Each entry must be given again exactly; images do not belong in the copy.
-=-=-=-=-
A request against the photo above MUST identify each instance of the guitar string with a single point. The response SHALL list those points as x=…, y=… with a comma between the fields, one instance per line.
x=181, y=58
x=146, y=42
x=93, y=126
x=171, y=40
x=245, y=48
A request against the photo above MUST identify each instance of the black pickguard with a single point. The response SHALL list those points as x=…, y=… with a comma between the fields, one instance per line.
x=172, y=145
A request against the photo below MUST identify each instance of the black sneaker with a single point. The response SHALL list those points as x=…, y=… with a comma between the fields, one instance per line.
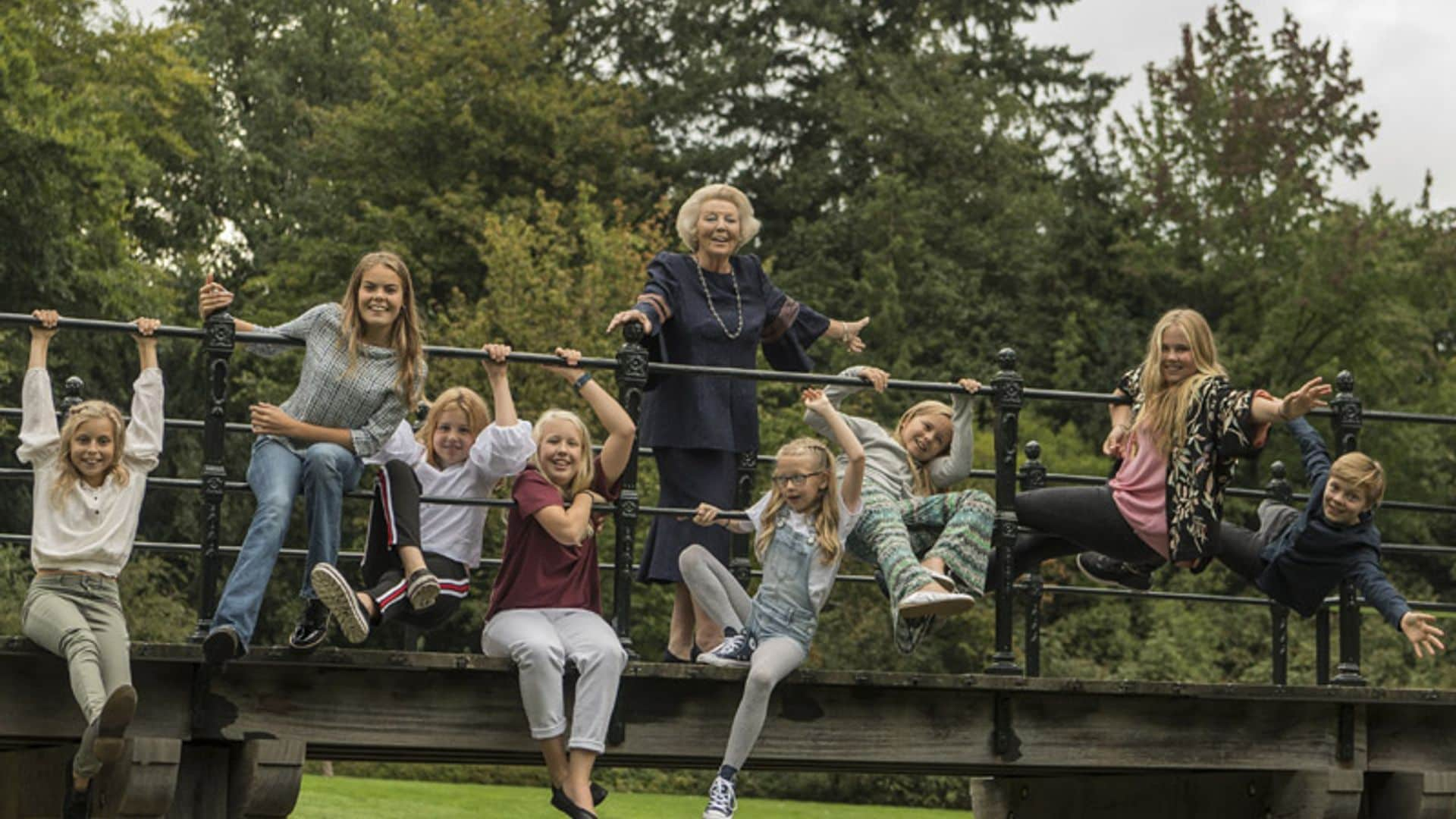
-=-=-=-=-
== SOLUTION TO THIS PROBLEM ==
A request against the photo above MUST identify each instance of the guitar string with a single point. The response SHALL list those points as x=…, y=… with a comma between the fields, one instance per line.
x=181, y=58
x=146, y=42
x=93, y=126
x=171, y=40
x=245, y=48
A request against the photo above MUST identify each instance of the black pickguard with a single point. The response SHALL list those points as x=…, y=… with a comma between the fields, one instance per line.
x=172, y=145
A request against the photo below MUST identify each instance of the black sneaker with a single point. The response SHALL list those points as x=…, y=… with a comma between the fields, one instance per line.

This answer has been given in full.